**The request:** Write out the stretch of the passage on undertrial detention from "The burden falls" through "(Singh & Verma, 2023).", word for word.

**Quoted text:**
************

The burden falls hardest on the most vulnerable. Undertrial incarceration is disproportionately borne by Scheduled Castes, Scheduled Tribes, religious minorities, and those living in poverty groups structurally disadvantaged in furnishing financial sureties, producing fixed addresses as bail conditions require, and accessing legal counsel (Singh & Verma, 2023).
A Case from Jammu and Kashmir
The undertrial problem acquires particular gravity in Jammu and Kashmir. Kot Balwal Central Jail in Jammu the UT’s principal detention facility with a sanctioned capacity of approximately 800 chronically houses populations exceeding its limits, with undertrials forming the dominant share.
What makes J&K structurally distinct is the Public Safety Act (PSA), 1978, a preventive detention law permitting detention for up to two years without trial or charge. PSA detainees do not appear in NCRB’s undertrial counts at all they fall outside conventional criminal procedure entirely. Following August 2019, civil society organisations documented hundreds of PSA detentions in Kot Balwal and Srinagar’s Central Jail, many involving individuals with no prior criminal record, held without legal counsel for weeks.

************

**Information shown:**

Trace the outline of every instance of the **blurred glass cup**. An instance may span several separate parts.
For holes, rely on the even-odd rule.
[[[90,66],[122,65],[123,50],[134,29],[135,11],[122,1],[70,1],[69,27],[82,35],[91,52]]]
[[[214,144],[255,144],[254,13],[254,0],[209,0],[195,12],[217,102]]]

************

**Output of the task:**
The burden falls hardest on the most vulnerable. Undertrial incarceration is disproportionately borne by Scheduled Castes, Scheduled Tribes, religious minorities, and those living in poverty groups structurally disadvantaged in furnishing financial sureties, producing fixed addresses as bail conditions require, and accessing legal counsel (Singh & Verma, 2023).